__Data excerpts__:
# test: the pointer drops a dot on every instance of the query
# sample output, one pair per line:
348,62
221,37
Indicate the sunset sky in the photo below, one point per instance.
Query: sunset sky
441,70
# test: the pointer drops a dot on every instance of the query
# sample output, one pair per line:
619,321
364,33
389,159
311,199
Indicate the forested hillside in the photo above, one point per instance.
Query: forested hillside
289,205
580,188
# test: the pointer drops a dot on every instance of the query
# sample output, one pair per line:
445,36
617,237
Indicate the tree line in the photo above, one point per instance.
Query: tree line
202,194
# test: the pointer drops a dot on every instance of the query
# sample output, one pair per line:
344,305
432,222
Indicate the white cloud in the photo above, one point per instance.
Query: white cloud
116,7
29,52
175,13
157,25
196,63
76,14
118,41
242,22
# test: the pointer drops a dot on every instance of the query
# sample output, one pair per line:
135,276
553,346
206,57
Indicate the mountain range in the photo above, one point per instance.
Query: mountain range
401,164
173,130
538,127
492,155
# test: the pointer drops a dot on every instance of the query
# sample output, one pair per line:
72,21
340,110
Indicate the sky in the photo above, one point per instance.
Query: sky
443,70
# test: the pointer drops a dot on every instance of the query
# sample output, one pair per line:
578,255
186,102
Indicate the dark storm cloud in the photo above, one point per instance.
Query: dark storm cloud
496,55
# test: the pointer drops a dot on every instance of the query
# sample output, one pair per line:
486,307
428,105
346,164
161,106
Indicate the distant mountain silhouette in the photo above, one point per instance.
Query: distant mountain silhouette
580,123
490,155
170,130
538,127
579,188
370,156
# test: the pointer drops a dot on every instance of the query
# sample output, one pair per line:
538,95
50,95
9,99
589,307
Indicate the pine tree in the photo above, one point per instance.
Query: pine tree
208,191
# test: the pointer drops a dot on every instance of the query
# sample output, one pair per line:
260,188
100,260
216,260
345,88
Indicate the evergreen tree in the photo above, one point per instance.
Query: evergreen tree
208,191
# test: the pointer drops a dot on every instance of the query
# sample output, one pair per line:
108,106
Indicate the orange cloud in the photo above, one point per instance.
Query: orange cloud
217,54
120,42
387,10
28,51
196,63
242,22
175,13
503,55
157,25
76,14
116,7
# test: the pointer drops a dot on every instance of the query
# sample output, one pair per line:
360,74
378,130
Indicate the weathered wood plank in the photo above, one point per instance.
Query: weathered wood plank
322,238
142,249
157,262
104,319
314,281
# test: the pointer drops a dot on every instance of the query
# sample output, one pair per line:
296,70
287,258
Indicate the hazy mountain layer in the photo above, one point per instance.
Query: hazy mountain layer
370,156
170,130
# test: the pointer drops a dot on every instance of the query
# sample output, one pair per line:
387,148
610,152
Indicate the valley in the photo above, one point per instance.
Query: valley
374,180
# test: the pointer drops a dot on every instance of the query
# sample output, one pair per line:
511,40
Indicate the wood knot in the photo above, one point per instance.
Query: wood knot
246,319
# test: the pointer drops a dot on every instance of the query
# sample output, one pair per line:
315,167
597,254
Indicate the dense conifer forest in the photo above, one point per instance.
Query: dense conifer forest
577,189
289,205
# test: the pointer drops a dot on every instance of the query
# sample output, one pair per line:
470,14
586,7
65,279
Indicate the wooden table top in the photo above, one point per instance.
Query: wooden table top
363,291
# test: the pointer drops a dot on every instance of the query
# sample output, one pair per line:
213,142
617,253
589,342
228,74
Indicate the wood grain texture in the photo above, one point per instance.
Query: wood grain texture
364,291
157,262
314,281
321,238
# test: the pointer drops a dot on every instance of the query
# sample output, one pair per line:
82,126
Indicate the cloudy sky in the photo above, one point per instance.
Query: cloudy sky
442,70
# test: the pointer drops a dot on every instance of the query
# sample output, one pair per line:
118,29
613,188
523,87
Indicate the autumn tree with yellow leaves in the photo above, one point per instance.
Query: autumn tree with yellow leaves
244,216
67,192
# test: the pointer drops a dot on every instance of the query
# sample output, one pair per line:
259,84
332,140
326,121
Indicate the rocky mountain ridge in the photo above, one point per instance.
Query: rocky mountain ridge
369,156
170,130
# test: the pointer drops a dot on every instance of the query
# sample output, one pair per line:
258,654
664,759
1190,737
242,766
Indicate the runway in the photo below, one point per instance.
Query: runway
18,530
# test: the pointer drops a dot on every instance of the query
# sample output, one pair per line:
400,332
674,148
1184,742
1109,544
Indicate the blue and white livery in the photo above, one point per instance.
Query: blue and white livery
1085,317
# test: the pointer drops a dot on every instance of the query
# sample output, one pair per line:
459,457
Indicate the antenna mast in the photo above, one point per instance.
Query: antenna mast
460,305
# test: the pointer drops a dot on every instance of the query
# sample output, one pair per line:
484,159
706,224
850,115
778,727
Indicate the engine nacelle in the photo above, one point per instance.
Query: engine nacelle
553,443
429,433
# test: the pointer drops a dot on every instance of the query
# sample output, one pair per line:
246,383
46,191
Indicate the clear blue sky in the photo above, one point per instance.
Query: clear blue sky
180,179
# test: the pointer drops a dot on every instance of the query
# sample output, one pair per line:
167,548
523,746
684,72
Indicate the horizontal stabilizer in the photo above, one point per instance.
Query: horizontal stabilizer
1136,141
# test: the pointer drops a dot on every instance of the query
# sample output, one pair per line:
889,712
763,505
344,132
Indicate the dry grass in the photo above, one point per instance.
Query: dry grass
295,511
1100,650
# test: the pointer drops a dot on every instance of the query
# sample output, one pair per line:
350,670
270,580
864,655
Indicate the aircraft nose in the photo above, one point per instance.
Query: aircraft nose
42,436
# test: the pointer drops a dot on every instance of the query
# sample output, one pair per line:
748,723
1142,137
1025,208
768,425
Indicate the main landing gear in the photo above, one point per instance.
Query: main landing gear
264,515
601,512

__Exercise instructions__:
Gather every line of the listing above that contains the word "knot", treating case as significant.

__Worked answer__:
Indicate the wood knot in the photo above, one point per instance.
Query: wood knot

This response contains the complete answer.